> [Task instructions]
Repeat all of the material below exactly as written, images excluded.
=== Material to process ===
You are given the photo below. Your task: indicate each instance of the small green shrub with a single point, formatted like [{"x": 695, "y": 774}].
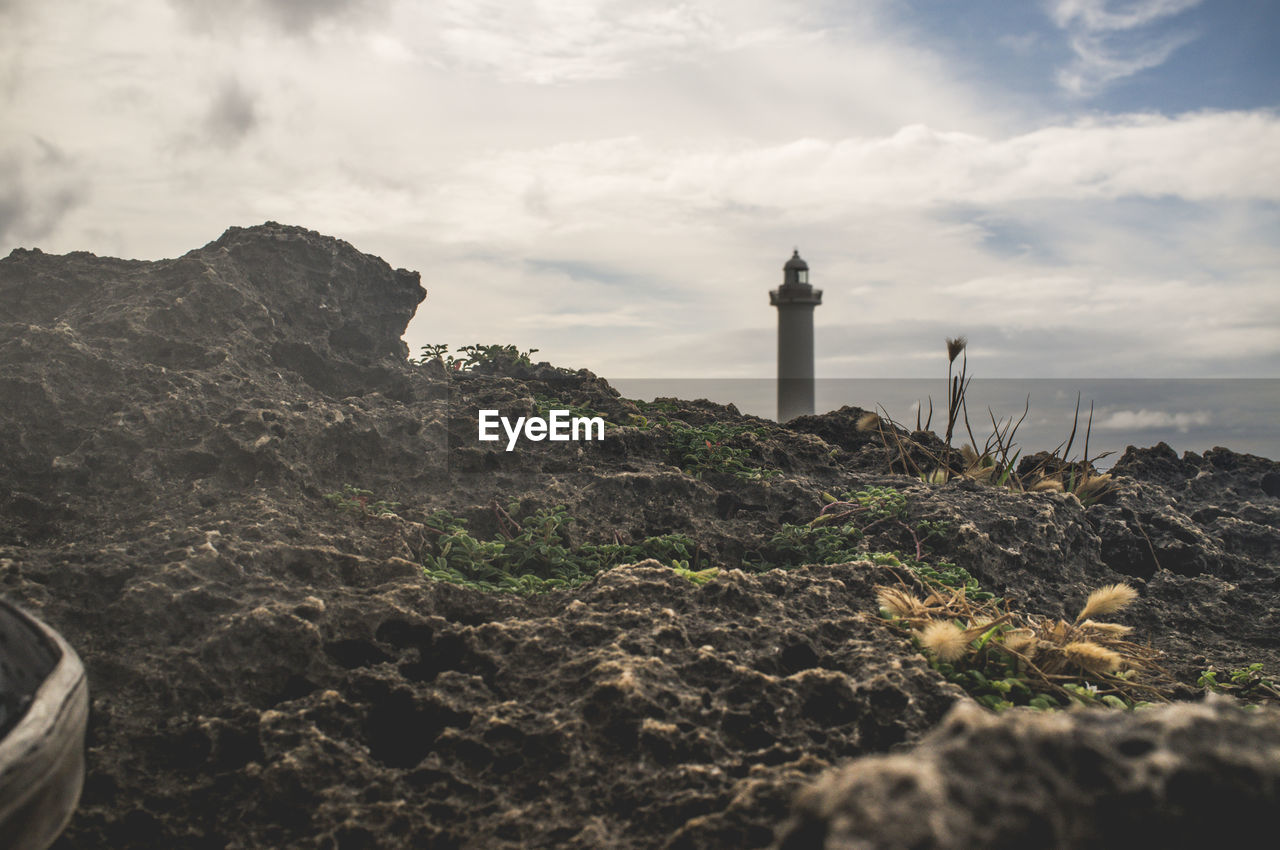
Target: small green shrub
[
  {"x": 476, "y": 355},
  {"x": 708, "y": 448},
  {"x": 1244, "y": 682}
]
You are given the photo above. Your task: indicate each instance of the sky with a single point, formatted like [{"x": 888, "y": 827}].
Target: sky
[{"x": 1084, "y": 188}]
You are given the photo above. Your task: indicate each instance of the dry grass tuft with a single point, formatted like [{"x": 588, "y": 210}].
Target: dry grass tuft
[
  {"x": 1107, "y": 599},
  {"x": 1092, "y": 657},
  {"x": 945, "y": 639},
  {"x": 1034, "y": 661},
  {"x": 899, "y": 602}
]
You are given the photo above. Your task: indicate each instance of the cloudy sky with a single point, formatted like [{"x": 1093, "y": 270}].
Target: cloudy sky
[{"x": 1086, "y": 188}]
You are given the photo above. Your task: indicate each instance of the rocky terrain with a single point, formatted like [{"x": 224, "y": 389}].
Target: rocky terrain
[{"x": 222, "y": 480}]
===
> [Task result]
You are given the photo below. Your task: indicate each instance of the small green shrub with a single point, formatted like [{"x": 695, "y": 774}].
Target: small green shrub
[
  {"x": 476, "y": 355},
  {"x": 708, "y": 448},
  {"x": 1244, "y": 682}
]
You are given the photo above. Your task: indicate each instance of the sky with a single point, formatted like [{"x": 888, "y": 827}].
Target: sky
[{"x": 1084, "y": 188}]
You are given the photo above. Your task: indicate each instance of the dry grass tuft with a single point, formatted like [{"x": 588, "y": 210}].
Target: dry grass tuft
[
  {"x": 1107, "y": 599},
  {"x": 1092, "y": 657},
  {"x": 945, "y": 639},
  {"x": 1034, "y": 661},
  {"x": 899, "y": 602}
]
You are given the photo above. Your task: indicate each instance of the cloudy sky with a single point, formatted like [{"x": 1093, "y": 270}].
Target: cloudy sky
[{"x": 1086, "y": 188}]
You are given the photo above. Your task: indicate each instance of the rocky terrain with a single point, formatted like [{"x": 224, "y": 389}].
Target: rocky terrain
[{"x": 222, "y": 480}]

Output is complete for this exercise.